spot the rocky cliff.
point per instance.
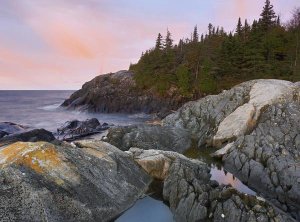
(255, 126)
(118, 93)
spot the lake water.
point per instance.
(40, 109)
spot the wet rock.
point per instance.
(243, 119)
(76, 129)
(203, 117)
(150, 137)
(270, 163)
(7, 128)
(92, 181)
(117, 93)
(193, 197)
(28, 136)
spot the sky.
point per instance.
(61, 44)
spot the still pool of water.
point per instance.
(147, 210)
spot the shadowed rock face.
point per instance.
(28, 136)
(260, 119)
(93, 181)
(150, 137)
(7, 128)
(117, 93)
(193, 197)
(268, 158)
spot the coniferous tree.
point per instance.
(168, 41)
(278, 22)
(268, 16)
(239, 28)
(158, 44)
(195, 35)
(202, 38)
(210, 29)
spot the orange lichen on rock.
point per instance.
(41, 157)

= = = = =

**Aim**
Copy out all of the material above word for word, leaving out the picture.

**Solution to the problem**
spot the rocky cliff.
point per instance.
(255, 126)
(118, 93)
spot the lake water.
point per instance.
(40, 109)
spot the wet rock.
point per instance.
(243, 119)
(76, 129)
(203, 117)
(150, 137)
(270, 163)
(7, 128)
(92, 181)
(117, 93)
(193, 197)
(28, 136)
spot the sky.
point per instance.
(61, 44)
spot the still pool of water.
point per instance.
(147, 210)
spot the shadowed rock face.
point per instance.
(28, 136)
(260, 119)
(93, 181)
(150, 137)
(7, 128)
(117, 93)
(193, 197)
(268, 158)
spot the coniferous tree.
point per instance.
(168, 41)
(278, 22)
(268, 16)
(239, 28)
(158, 44)
(195, 35)
(202, 38)
(210, 29)
spot the orange lichen on rock.
point per instance.
(41, 157)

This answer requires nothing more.